- What is asked
Collect every line of the material below that contains the string "frame". Matching is case-sensitive.

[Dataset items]
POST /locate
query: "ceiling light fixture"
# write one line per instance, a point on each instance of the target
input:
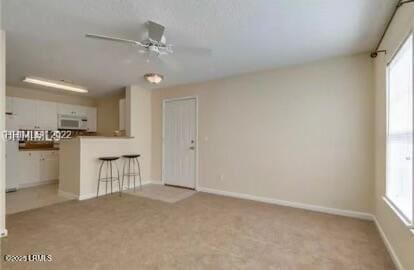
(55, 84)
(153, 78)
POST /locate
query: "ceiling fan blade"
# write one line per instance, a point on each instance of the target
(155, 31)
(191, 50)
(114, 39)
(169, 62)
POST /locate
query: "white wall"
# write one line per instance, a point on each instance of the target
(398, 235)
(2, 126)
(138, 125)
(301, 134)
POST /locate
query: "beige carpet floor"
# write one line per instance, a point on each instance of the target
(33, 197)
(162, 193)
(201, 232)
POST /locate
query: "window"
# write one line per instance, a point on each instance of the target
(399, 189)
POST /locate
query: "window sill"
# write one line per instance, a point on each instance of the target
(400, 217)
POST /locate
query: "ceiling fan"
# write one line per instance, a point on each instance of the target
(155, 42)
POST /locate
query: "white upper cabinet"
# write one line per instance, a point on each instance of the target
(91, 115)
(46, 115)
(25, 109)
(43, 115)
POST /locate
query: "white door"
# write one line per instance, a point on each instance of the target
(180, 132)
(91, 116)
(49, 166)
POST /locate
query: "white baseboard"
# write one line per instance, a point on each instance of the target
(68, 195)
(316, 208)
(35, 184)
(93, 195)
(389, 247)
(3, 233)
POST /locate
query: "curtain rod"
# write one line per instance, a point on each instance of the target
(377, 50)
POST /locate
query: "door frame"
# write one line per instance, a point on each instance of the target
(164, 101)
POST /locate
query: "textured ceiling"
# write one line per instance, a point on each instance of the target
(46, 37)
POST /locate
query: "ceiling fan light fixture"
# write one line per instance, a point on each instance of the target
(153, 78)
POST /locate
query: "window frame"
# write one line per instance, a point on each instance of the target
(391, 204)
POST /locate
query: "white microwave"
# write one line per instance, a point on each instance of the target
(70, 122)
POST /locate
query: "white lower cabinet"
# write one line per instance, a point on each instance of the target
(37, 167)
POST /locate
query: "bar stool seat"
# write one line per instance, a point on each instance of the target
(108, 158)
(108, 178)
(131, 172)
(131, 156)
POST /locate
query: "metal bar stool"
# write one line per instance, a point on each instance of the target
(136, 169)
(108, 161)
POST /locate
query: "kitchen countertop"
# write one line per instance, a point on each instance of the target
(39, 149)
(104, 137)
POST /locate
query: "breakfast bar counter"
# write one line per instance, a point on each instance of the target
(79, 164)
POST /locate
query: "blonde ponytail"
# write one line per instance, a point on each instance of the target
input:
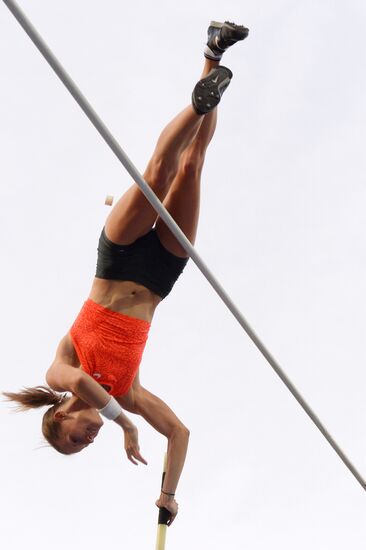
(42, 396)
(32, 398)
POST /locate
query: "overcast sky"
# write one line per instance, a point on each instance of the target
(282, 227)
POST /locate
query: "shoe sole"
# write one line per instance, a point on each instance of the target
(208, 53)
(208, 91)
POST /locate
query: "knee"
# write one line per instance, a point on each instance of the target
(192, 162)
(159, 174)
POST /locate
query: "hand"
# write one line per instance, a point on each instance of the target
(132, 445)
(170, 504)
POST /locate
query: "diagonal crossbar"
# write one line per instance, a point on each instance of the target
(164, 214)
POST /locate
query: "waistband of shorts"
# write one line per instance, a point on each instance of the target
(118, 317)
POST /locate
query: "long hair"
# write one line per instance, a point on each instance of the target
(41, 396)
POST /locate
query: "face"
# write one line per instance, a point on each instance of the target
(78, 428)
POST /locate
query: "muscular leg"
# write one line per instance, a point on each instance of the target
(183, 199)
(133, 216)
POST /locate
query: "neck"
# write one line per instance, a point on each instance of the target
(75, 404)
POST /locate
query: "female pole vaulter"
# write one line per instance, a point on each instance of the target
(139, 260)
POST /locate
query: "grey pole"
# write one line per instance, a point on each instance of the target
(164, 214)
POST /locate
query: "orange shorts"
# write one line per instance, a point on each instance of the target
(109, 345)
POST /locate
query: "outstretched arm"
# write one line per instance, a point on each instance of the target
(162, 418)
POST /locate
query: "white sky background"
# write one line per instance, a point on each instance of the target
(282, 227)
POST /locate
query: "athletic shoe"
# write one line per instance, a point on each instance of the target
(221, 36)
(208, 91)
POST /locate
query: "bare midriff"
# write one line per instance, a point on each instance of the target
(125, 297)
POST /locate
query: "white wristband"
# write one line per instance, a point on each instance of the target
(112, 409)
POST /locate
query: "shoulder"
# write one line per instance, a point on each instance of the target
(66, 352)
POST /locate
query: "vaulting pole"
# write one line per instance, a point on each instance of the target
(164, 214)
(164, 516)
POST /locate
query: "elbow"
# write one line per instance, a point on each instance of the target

==

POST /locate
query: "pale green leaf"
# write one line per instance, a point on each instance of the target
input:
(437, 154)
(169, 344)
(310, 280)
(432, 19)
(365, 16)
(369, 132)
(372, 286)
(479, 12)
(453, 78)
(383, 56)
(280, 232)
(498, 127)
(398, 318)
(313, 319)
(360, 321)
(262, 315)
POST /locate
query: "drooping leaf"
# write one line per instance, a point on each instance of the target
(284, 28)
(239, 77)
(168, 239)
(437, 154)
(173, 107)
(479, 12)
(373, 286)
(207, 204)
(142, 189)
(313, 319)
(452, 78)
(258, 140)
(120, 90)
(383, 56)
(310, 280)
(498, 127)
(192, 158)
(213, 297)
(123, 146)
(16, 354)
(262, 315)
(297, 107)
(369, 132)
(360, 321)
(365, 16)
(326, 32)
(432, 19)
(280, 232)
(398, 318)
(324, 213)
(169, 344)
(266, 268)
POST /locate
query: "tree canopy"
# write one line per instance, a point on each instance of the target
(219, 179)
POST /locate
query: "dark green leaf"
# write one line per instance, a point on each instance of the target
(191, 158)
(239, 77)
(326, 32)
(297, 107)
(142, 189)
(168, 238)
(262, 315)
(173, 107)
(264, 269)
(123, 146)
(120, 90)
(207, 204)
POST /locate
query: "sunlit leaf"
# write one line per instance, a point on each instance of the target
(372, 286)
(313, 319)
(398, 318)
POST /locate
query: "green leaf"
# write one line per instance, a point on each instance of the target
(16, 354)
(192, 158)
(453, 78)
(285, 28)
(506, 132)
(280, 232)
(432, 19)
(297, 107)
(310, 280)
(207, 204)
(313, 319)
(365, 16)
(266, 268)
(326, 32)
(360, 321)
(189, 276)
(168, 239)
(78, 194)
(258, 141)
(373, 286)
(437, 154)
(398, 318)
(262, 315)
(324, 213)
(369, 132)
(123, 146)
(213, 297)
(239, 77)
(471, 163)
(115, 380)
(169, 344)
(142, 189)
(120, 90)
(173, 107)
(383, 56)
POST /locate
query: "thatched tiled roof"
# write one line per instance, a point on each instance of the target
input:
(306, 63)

- Correct answer
query: "door frame"
query: "window frame"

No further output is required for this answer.